Task to carry out. Can you copy out the data exactly? Leave the images out.
____________________
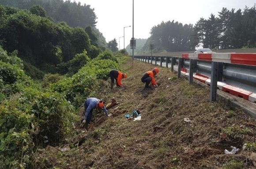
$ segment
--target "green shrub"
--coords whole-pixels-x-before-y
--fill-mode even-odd
[[[34,144],[30,135],[33,118],[17,109],[16,102],[0,105],[0,168],[20,168],[32,157]]]
[[[61,94],[27,87],[19,101],[21,110],[34,117],[33,124],[38,131],[32,138],[36,145],[57,145],[70,134],[75,121],[75,109]]]
[[[118,62],[117,57],[114,56],[112,53],[108,51],[105,51],[100,53],[95,59],[97,60],[110,60],[116,63]]]
[[[48,73],[45,74],[42,82],[42,86],[44,87],[47,87],[49,86],[50,84],[55,83],[63,78],[63,76],[58,74]]]
[[[82,103],[78,100],[81,100],[81,98],[84,100],[90,95],[96,83],[95,75],[89,75],[79,71],[72,78],[64,79],[50,85],[50,88],[65,96],[72,105],[79,106]]]
[[[80,71],[87,72],[89,75],[94,74],[97,79],[107,80],[110,70],[120,70],[118,64],[111,60],[94,60],[89,62]]]

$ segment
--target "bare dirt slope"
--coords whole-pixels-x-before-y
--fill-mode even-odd
[[[256,142],[254,119],[223,100],[210,103],[208,87],[188,85],[187,79],[177,78],[165,68],[159,68],[156,78],[158,87],[144,89],[140,78],[154,67],[130,60],[123,65],[128,75],[122,82],[124,87],[111,90],[110,80],[102,82],[99,97],[119,102],[109,109],[112,116],[95,113],[87,132],[77,124],[79,136],[59,147],[38,151],[35,167],[256,169],[252,154],[256,145],[248,146],[250,151],[241,150],[245,143]],[[125,117],[135,109],[141,113],[140,120]],[[231,146],[240,150],[225,154]],[[68,150],[61,152],[64,147]]]

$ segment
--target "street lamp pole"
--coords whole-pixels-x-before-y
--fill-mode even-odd
[[[125,49],[125,45],[124,45],[124,28],[128,27],[131,27],[131,26],[124,27],[124,49]]]
[[[119,50],[120,50],[120,38],[124,38],[124,36],[121,36],[121,37],[119,37]]]
[[[134,47],[133,47],[133,44],[134,42],[134,0],[132,0],[132,66],[133,66],[133,60],[134,59]]]

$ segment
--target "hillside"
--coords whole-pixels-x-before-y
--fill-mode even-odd
[[[124,87],[111,90],[110,80],[102,81],[101,98],[119,103],[109,109],[112,116],[94,114],[88,131],[76,124],[79,137],[38,150],[34,168],[256,168],[251,153],[256,151],[255,120],[224,100],[210,103],[207,87],[188,85],[185,78],[177,78],[165,68],[159,68],[156,78],[158,87],[144,89],[140,78],[154,67],[130,60],[122,65],[128,75]],[[135,109],[141,120],[127,120],[125,114]],[[81,119],[83,111],[81,105]],[[248,150],[241,150],[246,143]],[[231,146],[240,150],[225,154]]]

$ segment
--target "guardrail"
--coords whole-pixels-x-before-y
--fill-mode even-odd
[[[210,86],[210,101],[216,100],[217,90],[256,102],[256,53],[183,53],[179,56],[135,56],[148,63],[176,68],[183,73]],[[154,61],[153,63],[153,60]]]

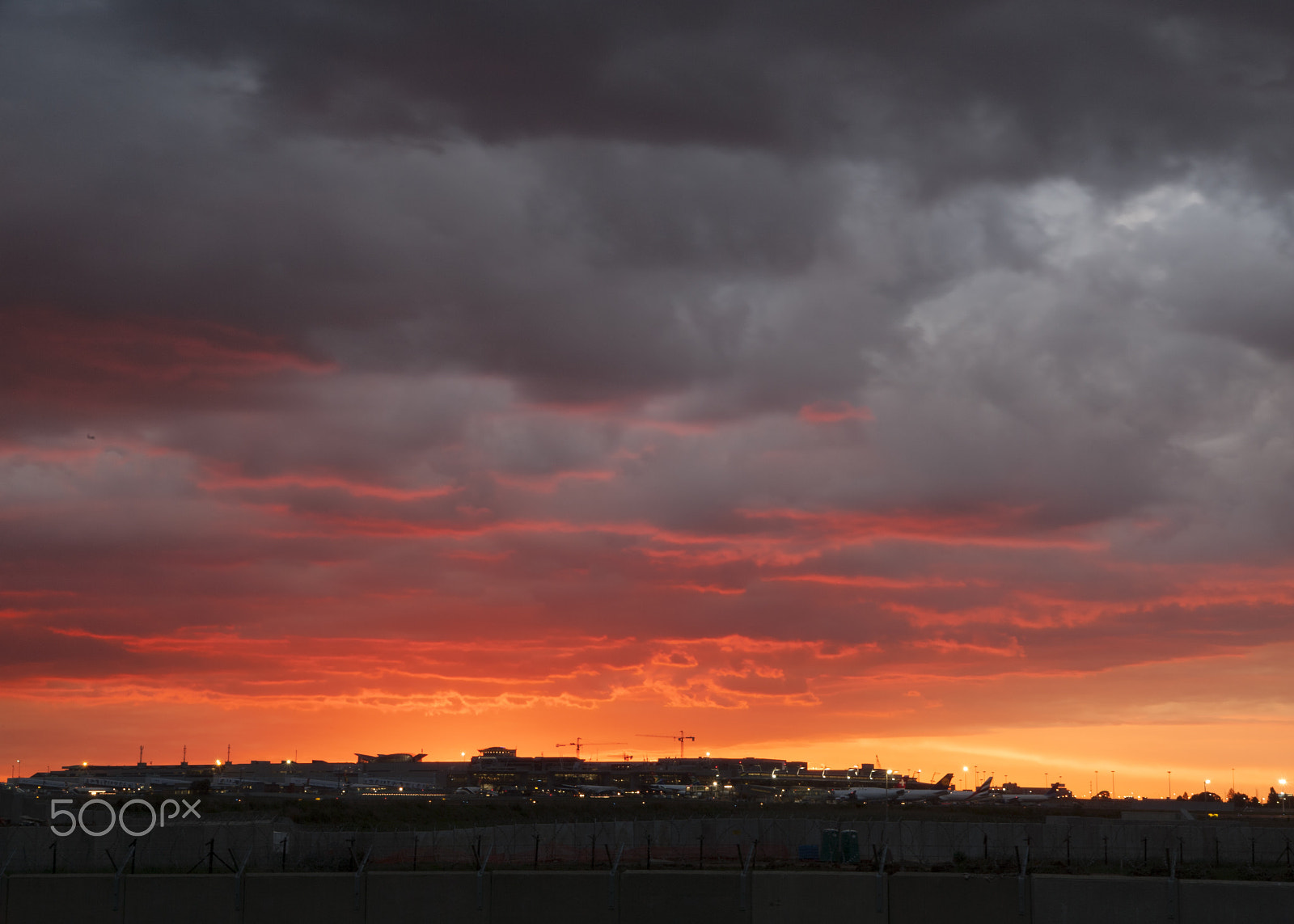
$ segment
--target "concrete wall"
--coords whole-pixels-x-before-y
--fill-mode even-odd
[[[756,872],[751,898],[752,924],[804,924],[807,908],[824,921],[889,921],[885,881],[872,874]]]
[[[490,876],[490,924],[617,924],[620,875],[590,872],[496,872]]]
[[[1294,883],[1183,881],[1181,924],[1294,924]]]
[[[620,924],[749,924],[739,872],[628,870],[620,877]]]
[[[475,872],[370,872],[367,880],[370,921],[488,924],[490,920],[489,875],[477,879]]]
[[[901,872],[889,879],[889,924],[1018,924],[1029,920],[1029,883],[1017,876]]]
[[[1144,924],[1178,920],[1178,883],[1136,876],[1034,876],[1034,920]]]
[[[357,888],[358,886],[358,888]],[[120,892],[118,893],[116,889]],[[880,901],[877,894],[880,893]],[[615,907],[611,907],[612,903]],[[114,908],[115,905],[115,908]],[[1294,884],[849,871],[35,874],[0,924],[1294,924]]]
[[[243,880],[242,920],[243,924],[364,924],[364,885],[362,877],[357,880],[344,872],[248,874]]]
[[[123,876],[124,924],[238,924],[233,876]]]
[[[5,914],[10,924],[122,924],[113,910],[113,876],[93,874],[9,876]]]

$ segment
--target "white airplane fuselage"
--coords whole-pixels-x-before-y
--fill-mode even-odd
[[[879,786],[858,786],[851,789],[832,789],[832,798],[851,798],[855,802],[888,802],[895,801],[903,797],[907,789],[902,788],[888,788],[883,789]]]

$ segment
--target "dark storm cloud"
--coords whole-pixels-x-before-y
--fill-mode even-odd
[[[903,157],[950,179],[1290,166],[1264,3],[198,3],[120,6],[361,135],[575,136]]]

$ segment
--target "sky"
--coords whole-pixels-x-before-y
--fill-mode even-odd
[[[1245,0],[0,3],[0,765],[1266,793],[1291,69]]]

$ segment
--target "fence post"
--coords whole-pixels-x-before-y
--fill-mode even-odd
[[[239,919],[242,919],[243,880],[247,876],[247,864],[250,862],[251,862],[251,848],[247,848],[247,855],[243,857],[243,862],[238,867],[238,872],[234,874],[234,911],[238,912]]]
[[[355,870],[355,910],[360,910],[360,884],[364,881],[364,867],[369,864],[369,857],[373,855],[373,846],[370,845],[367,850],[364,852],[364,859]]]
[[[741,863],[741,879],[738,883],[738,896],[739,896],[738,910],[740,910],[740,911],[745,911],[747,892],[751,889],[751,867],[754,864],[754,849],[757,846],[760,846],[760,839],[758,837],[754,839],[754,842],[751,845],[751,853],[747,854],[745,862]],[[740,844],[736,845],[736,855],[738,855],[738,859],[740,861],[741,859],[741,845]],[[751,901],[753,903],[753,901],[754,901],[753,896],[751,897]]]
[[[607,907],[616,907],[616,871],[620,868],[620,855],[625,852],[625,845],[621,844],[616,850],[616,858],[611,862],[611,876],[607,880]]]
[[[876,864],[876,914],[885,914],[889,898],[889,880],[885,879],[885,861],[889,859],[889,844],[881,850],[881,862]]]

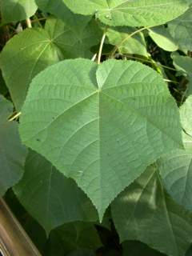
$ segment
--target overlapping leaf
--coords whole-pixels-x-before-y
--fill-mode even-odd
____________________
Exercise output.
$ segment
--target "green shrub"
--coords whole-pixels-x-before-y
--fill-mode even-odd
[[[34,144],[30,135],[33,118],[17,109],[16,102],[0,105],[0,168],[20,168],[32,157]]]
[[[61,94],[27,87],[19,101],[21,110],[34,117],[33,124],[38,131],[32,138],[36,145],[57,145],[70,134],[75,121],[75,109]]]
[[[118,62],[117,57],[114,56],[112,53],[108,51],[105,51],[100,53],[95,59],[97,60],[110,60],[116,63]]]
[[[48,73],[45,74],[42,82],[42,86],[44,87],[47,87],[49,86],[50,84],[55,83],[63,78],[63,76],[58,74]]]
[[[82,103],[78,100],[81,100],[81,98],[84,100],[90,95],[96,83],[95,75],[89,75],[79,71],[72,78],[64,79],[50,85],[50,88],[65,96],[72,105],[79,106]]]
[[[80,71],[87,72],[89,75],[94,74],[97,79],[107,80],[110,70],[120,70],[118,64],[111,60],[94,60],[89,62]]]

$ segment
--target "bare dirt slope"
--coords whole-pixels-x-before-y
--fill-mode even-odd
[[[256,142],[254,119],[223,100],[210,103],[208,87],[188,85],[187,79],[177,78],[165,68],[159,68],[156,78],[158,87],[144,89],[140,78],[154,67],[130,60],[123,65],[128,75],[122,82],[124,87],[111,90],[110,80],[102,82],[99,97],[119,102],[109,109],[112,116],[95,113],[87,132],[77,124],[79,136],[59,147],[38,151],[35,167],[256,169],[252,154],[256,145],[248,146],[250,151],[241,150],[245,143]],[[125,117],[135,109],[141,113],[140,120]],[[231,146],[240,150],[225,154]],[[68,150],[61,152],[64,147]]]

$ segment
--target "street lamp pole"
--coords whole-pixels-x-before-y
--fill-mode even-odd
[[[125,49],[125,45],[124,45],[124,28],[128,27],[131,27],[131,26],[124,27],[124,49]]]
[[[119,50],[120,50],[120,38],[124,38],[124,36],[121,36],[121,37],[119,37]]]
[[[134,47],[133,47],[133,44],[134,42],[134,0],[132,0],[132,66],[133,66],[133,60],[134,59]]]

$ segment
--target "hillside"
--coords whole-pixels-x-before-y
--fill-mode even-odd
[[[124,87],[111,90],[110,80],[102,81],[101,98],[119,103],[109,109],[112,116],[94,114],[88,131],[76,124],[79,137],[38,150],[34,168],[256,168],[251,153],[256,151],[255,120],[224,100],[210,103],[207,87],[188,85],[185,78],[177,78],[165,68],[159,68],[156,78],[158,87],[144,89],[140,78],[154,67],[130,60],[122,65],[128,75]],[[135,109],[141,120],[127,120],[125,114]],[[81,119],[83,111],[81,105]],[[248,150],[241,150],[246,143]],[[231,146],[240,150],[225,154]]]

$ segment
--target "guardrail"
--coords whole-pixels-x-before-y
--fill-mode even-odd
[[[210,86],[210,101],[216,100],[217,90],[256,102],[256,53],[183,53],[179,56],[135,56],[148,63],[176,68],[183,73]],[[154,61],[153,63],[153,60]]]

$ segment
--target "concrete wall"
--coords whole-pixels-x-before-y
--fill-mode even-odd
[[[756,872],[751,898],[752,924],[804,924],[807,908],[824,921],[889,921],[885,881],[872,874]]]
[[[490,876],[490,924],[617,924],[620,875],[590,872],[496,872]]]
[[[1294,883],[1183,881],[1181,924],[1294,924]]]
[[[620,924],[749,924],[739,872],[628,870],[620,877]]]
[[[475,872],[370,872],[367,880],[370,921],[488,924],[490,920],[489,875],[477,879]]]
[[[901,872],[889,879],[889,924],[1018,924],[1029,920],[1029,883],[1017,876]]]
[[[1144,924],[1178,920],[1178,883],[1136,876],[1034,876],[1034,920]]]
[[[357,888],[358,886],[358,888]],[[120,892],[118,893],[116,889]],[[880,901],[877,894],[880,893]],[[615,907],[611,907],[612,903]],[[114,908],[115,905],[115,908]],[[1294,884],[849,871],[35,874],[0,924],[1294,924]]]
[[[243,880],[242,920],[243,924],[364,924],[364,885],[362,877],[357,880],[344,872],[248,874]]]
[[[123,876],[124,924],[238,924],[233,876]]]
[[[5,914],[10,924],[122,924],[113,910],[113,876],[93,874],[9,876]]]

$ segment
--target "white airplane fuselage"
--coords whole-pixels-x-before-y
--fill-mode even-odd
[[[879,786],[858,786],[851,789],[832,789],[832,798],[851,798],[855,802],[888,802],[895,801],[903,797],[907,789],[902,788],[888,788],[883,789]]]

$ segment
--target "dark storm cloud"
--coords whole-pixels-x-before-y
--fill-mode even-odd
[[[903,157],[950,179],[1290,166],[1264,3],[198,3],[120,6],[361,135],[575,136]]]

$ segment
--target "sky"
--coords whole-pixels-x-before-y
--fill-mode even-odd
[[[1245,0],[0,3],[0,765],[1266,793],[1291,69]]]

$ segment
--target "fence post"
--coords whole-pixels-x-before-y
--fill-mode even-odd
[[[239,919],[242,919],[243,880],[247,876],[247,864],[250,862],[251,862],[251,848],[247,848],[247,855],[243,857],[243,862],[238,867],[238,872],[234,874],[234,911],[238,912]]]
[[[355,870],[355,910],[360,910],[360,884],[364,881],[364,867],[369,864],[369,857],[373,855],[373,846],[370,845],[367,850],[364,852],[364,859]]]
[[[741,863],[741,879],[738,883],[738,896],[739,896],[738,910],[740,910],[740,911],[745,911],[747,892],[751,889],[751,867],[754,864],[754,849],[757,846],[760,846],[760,839],[758,837],[754,839],[754,842],[751,845],[751,853],[747,854],[745,862]],[[740,844],[736,845],[736,855],[738,855],[738,859],[740,861],[741,859],[741,845]],[[751,901],[753,903],[753,901],[754,901],[753,896],[751,897]]]
[[[607,907],[616,907],[616,871],[620,868],[620,855],[625,852],[625,845],[621,844],[616,850],[616,858],[611,862],[611,876],[607,880]]]
[[[876,864],[876,914],[885,914],[889,898],[889,880],[885,879],[885,861],[889,859],[889,844],[881,850],[881,862]]]

$ segment
--target overlapping leaf
--coords whole-pixels-x-before-y
--fill-mode even-odd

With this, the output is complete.